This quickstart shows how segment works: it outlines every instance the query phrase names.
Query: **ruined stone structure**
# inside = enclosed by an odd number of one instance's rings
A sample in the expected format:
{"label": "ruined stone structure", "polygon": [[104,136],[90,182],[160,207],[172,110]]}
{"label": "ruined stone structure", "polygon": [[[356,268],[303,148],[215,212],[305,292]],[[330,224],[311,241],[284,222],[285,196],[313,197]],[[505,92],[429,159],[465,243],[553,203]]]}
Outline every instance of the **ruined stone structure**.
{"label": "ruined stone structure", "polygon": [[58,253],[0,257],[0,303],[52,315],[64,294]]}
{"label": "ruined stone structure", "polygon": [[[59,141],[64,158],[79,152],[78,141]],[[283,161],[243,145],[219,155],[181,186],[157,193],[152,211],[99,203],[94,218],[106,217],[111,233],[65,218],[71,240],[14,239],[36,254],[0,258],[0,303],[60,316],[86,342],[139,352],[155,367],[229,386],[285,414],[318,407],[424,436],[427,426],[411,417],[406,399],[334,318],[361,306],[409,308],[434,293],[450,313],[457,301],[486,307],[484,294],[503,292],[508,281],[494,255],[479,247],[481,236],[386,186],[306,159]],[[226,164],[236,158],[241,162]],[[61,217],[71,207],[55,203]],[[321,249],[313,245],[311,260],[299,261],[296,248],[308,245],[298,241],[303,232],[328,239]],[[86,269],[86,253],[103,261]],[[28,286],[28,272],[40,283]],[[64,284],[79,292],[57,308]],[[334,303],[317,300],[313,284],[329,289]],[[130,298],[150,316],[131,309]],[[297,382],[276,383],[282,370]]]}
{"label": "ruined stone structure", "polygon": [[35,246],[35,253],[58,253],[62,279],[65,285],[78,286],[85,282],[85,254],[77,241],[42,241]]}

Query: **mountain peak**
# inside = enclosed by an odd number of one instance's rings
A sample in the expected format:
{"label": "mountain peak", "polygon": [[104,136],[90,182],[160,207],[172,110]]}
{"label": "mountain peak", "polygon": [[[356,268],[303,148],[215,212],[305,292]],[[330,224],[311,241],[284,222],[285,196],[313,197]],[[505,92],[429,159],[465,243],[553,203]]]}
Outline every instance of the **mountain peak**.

···

Instructions for the task -
Put every line of the records above into a numbered list, leaving out the blank lines.

Exercise result -
1. This quickstart shows how segment works: it outlines every instance the query phrase names.
2. Query: **ruined stone structure**
3. # inside = enclosed by an odd number of one instance's rings
4. A sample in the expected format:
5. {"label": "ruined stone structure", "polygon": [[104,136],[90,182],[160,207],[172,110]]}
6. {"label": "ruined stone structure", "polygon": [[[356,268],[303,148],[215,212],[305,292]],[[330,224],[311,241],[284,222],[285,196],[313,197]],[[505,92],[429,159],[465,243],[553,203]]]}
7. Outline every instance of the **ruined stone structure**.
8. {"label": "ruined stone structure", "polygon": [[58,253],[0,257],[0,303],[52,315],[64,294]]}
9. {"label": "ruined stone structure", "polygon": [[[59,141],[64,158],[79,152],[78,141]],[[283,161],[243,145],[219,155],[181,186],[157,193],[152,211],[99,203],[94,218],[106,217],[111,233],[65,218],[71,240],[14,239],[36,254],[0,258],[0,303],[60,316],[86,342],[139,352],[155,367],[229,386],[285,414],[318,407],[424,436],[427,426],[411,417],[406,399],[334,318],[361,306],[409,308],[434,293],[450,313],[457,301],[486,307],[484,294],[503,292],[508,281],[494,255],[479,247],[481,236],[386,186],[306,159]],[[226,164],[236,158],[241,162]],[[61,217],[71,207],[55,203]],[[321,249],[313,245],[311,260],[299,261],[296,248],[308,245],[298,241],[303,232],[328,239]],[[86,269],[86,253],[103,261]],[[28,286],[28,272],[40,283]],[[64,284],[79,292],[57,308]],[[334,303],[317,300],[313,284],[329,289]],[[130,298],[150,316],[131,309]],[[297,382],[276,383],[282,370]]]}
10. {"label": "ruined stone structure", "polygon": [[35,246],[35,253],[58,253],[62,279],[65,285],[78,286],[85,282],[85,254],[77,241],[42,241]]}
11. Query: **mountain peak**
12. # inside = enclosed by an odd number of one instance's rings
13. A sample in the expected format:
14. {"label": "mountain peak", "polygon": [[104,136],[90,182],[160,207],[172,110]]}
15. {"label": "mountain peak", "polygon": [[[356,268],[303,148],[215,212],[305,292]],[[330,224],[311,241],[284,222],[285,196],[313,197]],[[505,92],[429,159],[465,243],[553,203]]]}
16. Outline every instance of the **mountain peak**.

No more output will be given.